__YOUR GOAL__: Each entry below should be reproduced character for character.

__RECORDS PROVIDED__:
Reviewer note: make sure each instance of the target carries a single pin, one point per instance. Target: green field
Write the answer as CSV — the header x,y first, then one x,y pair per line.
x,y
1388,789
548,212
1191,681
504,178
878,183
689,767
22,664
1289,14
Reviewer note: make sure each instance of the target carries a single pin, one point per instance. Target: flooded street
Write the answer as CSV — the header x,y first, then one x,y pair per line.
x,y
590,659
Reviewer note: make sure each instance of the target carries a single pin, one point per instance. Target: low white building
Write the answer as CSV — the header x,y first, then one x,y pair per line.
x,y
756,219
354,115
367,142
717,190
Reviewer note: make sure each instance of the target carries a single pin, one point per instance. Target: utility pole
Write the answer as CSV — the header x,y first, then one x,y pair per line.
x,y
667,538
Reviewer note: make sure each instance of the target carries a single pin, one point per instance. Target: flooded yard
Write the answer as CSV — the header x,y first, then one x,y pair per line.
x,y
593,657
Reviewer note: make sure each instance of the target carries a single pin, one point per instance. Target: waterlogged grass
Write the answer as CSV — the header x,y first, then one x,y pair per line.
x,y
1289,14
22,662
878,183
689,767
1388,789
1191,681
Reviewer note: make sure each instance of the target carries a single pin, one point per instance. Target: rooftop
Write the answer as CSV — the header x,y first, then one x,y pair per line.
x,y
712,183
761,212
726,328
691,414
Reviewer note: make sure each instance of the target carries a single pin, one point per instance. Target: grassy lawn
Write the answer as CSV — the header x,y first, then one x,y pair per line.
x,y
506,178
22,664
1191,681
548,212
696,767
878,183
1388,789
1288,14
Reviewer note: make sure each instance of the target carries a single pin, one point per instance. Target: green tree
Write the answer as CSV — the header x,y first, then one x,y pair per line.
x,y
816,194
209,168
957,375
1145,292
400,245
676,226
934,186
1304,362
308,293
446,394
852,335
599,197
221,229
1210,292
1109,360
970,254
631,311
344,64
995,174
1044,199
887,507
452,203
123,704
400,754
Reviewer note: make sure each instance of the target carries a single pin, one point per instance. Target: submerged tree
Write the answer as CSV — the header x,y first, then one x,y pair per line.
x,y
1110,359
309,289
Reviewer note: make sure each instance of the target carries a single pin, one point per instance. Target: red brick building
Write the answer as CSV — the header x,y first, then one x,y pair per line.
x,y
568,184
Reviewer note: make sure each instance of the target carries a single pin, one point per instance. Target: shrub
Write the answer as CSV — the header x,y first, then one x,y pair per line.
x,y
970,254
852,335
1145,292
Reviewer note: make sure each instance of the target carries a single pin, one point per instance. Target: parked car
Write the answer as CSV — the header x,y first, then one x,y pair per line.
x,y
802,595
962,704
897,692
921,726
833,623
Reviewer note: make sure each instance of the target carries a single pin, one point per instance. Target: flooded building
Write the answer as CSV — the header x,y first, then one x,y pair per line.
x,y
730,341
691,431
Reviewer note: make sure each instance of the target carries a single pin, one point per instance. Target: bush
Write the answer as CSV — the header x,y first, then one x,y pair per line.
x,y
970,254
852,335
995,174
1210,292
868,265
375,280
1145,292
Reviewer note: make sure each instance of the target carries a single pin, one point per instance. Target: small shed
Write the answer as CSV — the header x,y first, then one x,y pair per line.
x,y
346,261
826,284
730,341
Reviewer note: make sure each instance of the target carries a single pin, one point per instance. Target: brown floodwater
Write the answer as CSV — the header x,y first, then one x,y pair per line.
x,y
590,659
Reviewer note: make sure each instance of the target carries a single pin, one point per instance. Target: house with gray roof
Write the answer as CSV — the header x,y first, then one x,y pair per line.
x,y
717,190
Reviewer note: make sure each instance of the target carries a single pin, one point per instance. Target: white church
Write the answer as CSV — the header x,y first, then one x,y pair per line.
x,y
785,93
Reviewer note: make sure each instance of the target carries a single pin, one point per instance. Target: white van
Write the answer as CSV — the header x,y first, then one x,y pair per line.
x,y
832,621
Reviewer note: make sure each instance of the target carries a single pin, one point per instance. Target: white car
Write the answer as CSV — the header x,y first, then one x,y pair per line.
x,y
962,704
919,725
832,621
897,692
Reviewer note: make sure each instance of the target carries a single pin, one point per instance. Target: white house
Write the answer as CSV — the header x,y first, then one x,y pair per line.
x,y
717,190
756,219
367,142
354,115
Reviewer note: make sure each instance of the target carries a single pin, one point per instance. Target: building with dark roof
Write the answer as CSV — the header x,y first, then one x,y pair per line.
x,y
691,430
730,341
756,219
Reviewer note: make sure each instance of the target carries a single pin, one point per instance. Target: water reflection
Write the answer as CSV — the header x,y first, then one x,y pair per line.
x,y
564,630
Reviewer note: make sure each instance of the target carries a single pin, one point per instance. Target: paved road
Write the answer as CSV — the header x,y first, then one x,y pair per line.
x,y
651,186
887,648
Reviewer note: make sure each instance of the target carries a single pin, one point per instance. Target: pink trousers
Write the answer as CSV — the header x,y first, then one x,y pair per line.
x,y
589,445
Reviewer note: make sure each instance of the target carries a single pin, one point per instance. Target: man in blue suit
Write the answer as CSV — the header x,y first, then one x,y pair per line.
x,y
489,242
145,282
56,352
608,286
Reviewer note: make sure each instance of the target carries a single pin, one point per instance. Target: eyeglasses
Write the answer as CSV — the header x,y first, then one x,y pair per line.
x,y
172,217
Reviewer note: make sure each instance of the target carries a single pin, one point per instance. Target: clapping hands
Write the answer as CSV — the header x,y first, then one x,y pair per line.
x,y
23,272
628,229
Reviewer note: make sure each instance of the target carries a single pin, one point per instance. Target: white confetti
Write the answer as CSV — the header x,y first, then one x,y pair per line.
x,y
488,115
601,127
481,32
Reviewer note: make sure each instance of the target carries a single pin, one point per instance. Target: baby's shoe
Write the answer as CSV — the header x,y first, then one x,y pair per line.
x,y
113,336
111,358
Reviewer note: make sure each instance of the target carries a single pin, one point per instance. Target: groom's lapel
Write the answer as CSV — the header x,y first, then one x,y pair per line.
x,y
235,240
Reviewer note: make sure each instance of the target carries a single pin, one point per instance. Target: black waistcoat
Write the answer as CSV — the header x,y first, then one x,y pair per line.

__ANSWER BELOW__:
Reviewer note: make sure each instance of the target carries a single pin, one point per instance. Target: green field
Write the answer as CSV — the header x,y first, then one x,y pair per line.
x,y
1388,789
548,212
1191,681
504,178
878,183
689,767
22,664
1289,14
Reviewer note: make sure each instance of the target carries a single pin, one point per instance. Target: flooded street
Write the answer as CSV — the header x,y first, then one x,y pair per line.
x,y
590,659
Reviewer note: make sure each instance of the target carries a single pin, one point per instance. Target: low white building
Write the answer as CSV — the header x,y first, then one x,y pair per line.
x,y
756,219
354,115
367,142
717,190
Reviewer note: make sure each instance of the target carries a single pin, one point per instance. Target: utility pole
Write the answer as CSV — the header x,y first, then one x,y pair per line.
x,y
667,538
Reviewer note: make sure each instance of the target carries a single pin, one point per instance. Target: flooded yard
Write the answer as CSV — the header x,y first, then one x,y pair per line.
x,y
593,657
Reviewer note: make sure each instance of the target carries a single pin, one point per instance. Target: waterlogged grass
Write the answer as CSV — the header x,y first, then one x,y pair per line.
x,y
1289,14
22,662
878,183
689,767
1388,789
1191,681
Reviewer note: make sure each instance of the target carries a single pin, one point per instance. Target: rooftop
Write the answer as CSV — the header x,y first, then one x,y pair per line.
x,y
712,183
761,212
726,328
691,414
Reviewer note: make sure each instance of the target carries a single pin, one point per instance. Target: grassy lawn
Write the answer as CSV — the header x,y first, then one x,y pair per line.
x,y
506,178
22,664
1191,681
548,212
696,767
878,183
1388,789
1288,14
Reviewer note: make sure each instance of the target carries a single pin, one point per instance. Target: green tree
Write the answer as CSV — the header x,y first, then one x,y pair per line.
x,y
816,194
209,168
957,375
1145,292
400,245
676,226
934,186
1304,362
308,293
446,394
852,335
599,197
221,229
1210,292
1109,360
970,254
631,311
344,64
995,174
1044,199
887,507
452,203
123,704
400,754
Reviewer note: make sure each instance of the target carries a single pin, one point per instance. Target: submerged tree
Write the answer as CSV — the header x,y first, then one x,y pair per line.
x,y
1110,359
309,289
Reviewer note: make sure each instance of the target carries a single pin, one point per instance. Target: red brick building
Write the answer as CSV — the header x,y first, then one x,y pair per line.
x,y
568,184
Reviewer note: make sure each instance of the target carries a single pin, one point per instance. Target: shrub
Write the answer as CSV — the header x,y first, then one x,y pair per line.
x,y
970,254
852,335
1145,292
Reviewer note: make sure each instance of the target carries a single pin, one point per instance. Target: parked car
Write the answer as CSV — the header x,y first, then one x,y pair per line.
x,y
802,595
962,704
897,692
921,726
833,623
Reviewer note: make sure each instance of the target carries a single pin, one point per instance. Target: flooded building
Write the answer as CSV — the header x,y first, then one x,y pair per line.
x,y
730,341
691,431
Reviewer note: make sure each instance of the target carries a single pin, one point per instance. Target: bush
Write the answer as CSV — the header x,y first, then one x,y pair per line.
x,y
970,254
852,335
995,174
1210,292
868,265
375,280
1145,292
Reviewer note: make sure each instance of the target carries a single pin, one point per instance. Target: small shed
Write the answer as CSV — the header x,y first, then one x,y pair per line.
x,y
346,261
826,284
730,341
Reviewer note: make sure each instance of the target carries a single pin, one point per instance. Target: brown floodwater
Write the answer as CSV — the header x,y first, then one x,y pair per line.
x,y
590,659
Reviewer note: make sure each instance of the target carries a single pin, one point per instance. Target: house with gray roof
Write the answer as CSV — the header x,y first, then one x,y pair per line.
x,y
717,190
Reviewer note: make sure each instance of the target carries a single pin, one point per instance. Target: white church
Write the answer as CSV — the header x,y first, then one x,y pair per line.
x,y
785,93
Reviewer note: make sure each instance of the target carries a single pin, one point per instance. Target: white van
Write the answer as CSV — the header x,y first, then one x,y pair per line.
x,y
832,621
Reviewer note: make sure each instance of the target carries a single pin, one point per instance. Target: white car
Write the answer as CSV — the header x,y first, then one x,y pair per line.
x,y
962,704
919,725
832,621
897,692
Reviewer note: make sure each instance of the target carries a single pin, one point per instance. Target: white house
Write the answer as CSV — the header x,y first, then one x,y pair per line.
x,y
717,190
756,219
367,142
354,115
Reviewer note: make sure each instance of the target carries a single pin, one point per instance. Target: building with dark roof
Write the answer as CSV — the header x,y first, then one x,y pair per line.
x,y
691,430
730,341
756,219
Reviewer note: make sure each instance of the target carries a single pin, one point per instance. Target: water reflection
Write the answer as CSV — the header x,y first, then one x,y pair per line.
x,y
564,630
Reviewer note: make sure each instance of the target carries a single pin, one point per instance. Target: paved road
Write the answer as CSV — the header x,y first, then one x,y pair per line.
x,y
651,186
887,648
Reviewer note: make sure each instance of the target carries a single pin, one point per instance. Target: pink trousers
Write the answer as CSV — the header x,y first, then one x,y pair per line.
x,y
589,445
Reviewer note: make sure each instance of the target carries a single pin, one point per instance. Target: man in blue suit
Write the answer as CSV — the header x,y first, then one x,y pair per line.
x,y
489,242
145,282
56,352
608,286
Reviewer note: make sure each instance of the target carries a single pin, one point per instance. Target: eyeglasses
Write the answer as CSV — the header x,y first, then one x,y pair per line.
x,y
172,217
Reviewer note: make sure each instance of the target carries a single pin, one point per instance. Target: clapping hands
Write the answer as CSV — the header x,y first, then one x,y pair per line.
x,y
23,272
628,229
Reviewer note: make sure each instance of the target carries a single pin, one point per instance. Target: white confetti
Write the answer as CSV — the header x,y first, then one x,y pair per line.
x,y
488,115
601,127
481,32
Reviewer note: make sure each instance of the target carries a single pin, one point per instance. Target: baby's shoe
Write the answer as CSV — the header x,y first, then one x,y pair per line.
x,y
113,336
111,358
Reviewer note: make sure each instance of the target carries a single pin, one point per instance. Target: groom's lapel
Write the answer as CSV — the header x,y first, then one x,y pair per line.
x,y
235,240
Reviewer note: make sure each instance of the target carries a single pin, one point per instance. Target: black waistcoat
Write the answer as CSV — the header x,y first, then one x,y pair per line.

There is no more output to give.